Texto para ler:

-----

O SORRISO DE PANDORA

“Jamais reconheci e nem reconhecerei a autoridade de nenhuma pretensa divindade, de alguma autoridade robotizada, demoníaca ou evolutiva que me afronte com alguma acusação de pecadora, herege, traidora ou o que seja. Não há um só, dentre todos os viventes, a quem eu considere mais do que a mim mesma. Contudo nada existe em mim que me permita sentir-me melhor do que qualquer outro vivente. Respeito todos, mas a ninguém me submeto. Rendo-me à beleza de um simples torrão de terra, à de uma gotícula de água, à de uma flor, à de um sorriso de qualquer face, mas não me rendo a qualquer autoridade instituída pela estupidez evolutiva da hora. Enfim, nada imponho sobre os ombros alheios, mas nada permito que me seja imposto de bom grado Libertei-me do peso desses conceitos equivocados e assumi-me como agente do processo de me dignificar a mim mesma, como também a vida que me é dispensada. Procuro homenageá-la com as minhas posturas e atitudes e nada mais almejo. É tudo o que posso dizer aqueles a quem considero meus filhos e filhas da Terra. “ In O SORRISO DE PANDORA, Jan Val Ellam

segunda-feira, agosto 25, 2014

AS RAPARIGAS DE HOJE...E DE ONTEM...

O PAÍS DA RAPARIGA BREVE

De Portugal diz-se normalmente que é o país mais antigo, ou um dos mais antigos, do mundo ou pelo menos da Europa. Ele é o país da Anciã, da velha Deusa Cale, Beira, Calaica, uma Velha muito velha, mais antiga que o tempo, e muito sábia porque a sua longuíssima, eterna, vida lhe ensinou tudo o que havia para aprender e sobretudo lhe permitiu viver tudo o que havia para viver, todo o sucesso e toda a derrota, todos os ganhos e todas as perdas, todas as ilusões e desilusões, todas as mortes e renascimentos. Vezes sem conta. Estão a ver a Velha matreira, picante, das histórias populares, a que muda de forma, a sem forma, a que rola encosta abaixo dentro duma cabaça? É Ela, Aquela que coloca desafios e apresenta enigmas insondáveis que fazem perder a pose e a compostura e ter consciência das nossas humanas limitações e ralações, A que foi transformada na Bruxa Má (Bruxa tudo bem, mas “Má” já é simplória desinformação da propaganda patriarcal). Muito sábia e capaz do amor maior e da maior compaixão, pode perceber-se a Sua maravilhosa energia numa Grande Avó que fosse livre e tivesse real poder.

Apesar disso, neste país tão antigo é confrangedor ver o modo como as pessoas se tornaram descartáveis. Todas poderosas na sua juventude, vão paulatinamente perdendo viço e colorido, exuberância e visibilidade, voz e poder à medida que o tempo vai passando. O que viveram e experienciaram não conta mais para nada.

-----

Dados de origem:
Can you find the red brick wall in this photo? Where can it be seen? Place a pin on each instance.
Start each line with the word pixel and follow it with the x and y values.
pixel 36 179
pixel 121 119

-----

Para fazer:
**A.** Reescreva de forma mais curta o parágrafo do texto que começa por "De Portugal diz-se normalmente", sem perder o essencial do que ele conta.
**B.** Transcreva tal e qual, do texto, o trecho que vai de "Apesar disso, neste" até "mais para nada.", incluindo estas últimas palavras.

Respostas:
**A.** Costuma dizer-se que Portugal é um dos países mais antigos do mundo, ou pelo menos da Europa. É o país da Anciã, a velha Deusa Cale, Beira ou Calaica, mais antiga que o tempo e muito sábia, porque na sua vida eterna viveu tudo: sucessos e derrotas, ganhos e perdas, ilusões e desilusões, mortes e renascimentos. É a Velha matreira das histórias populares, que muda de forma e rola encosta abaixo dentro duma cabaça. Lança desafios e enigmas que nos fazem perder a pose e ver os nossos limites. Foi transformada na Bruxa Má, e o "Má" é desinformação da propaganda patriarcal. Capaz do maior amor e da maior compaixão, a sua energia pode ver-se numa Grande Avó livre e com poder real.

**B.**
Apesar disso, neste país tão antigo é confrangedor ver o modo como as pessoas se tornaram descartáveis. Todas poderosas na sua juventude, vão paulatinamente perdendo viço e colorido, exuberância e visibilidade, voz e poder à medida que o tempo vai passando. O que viveram e experienciaram não conta mais para nada.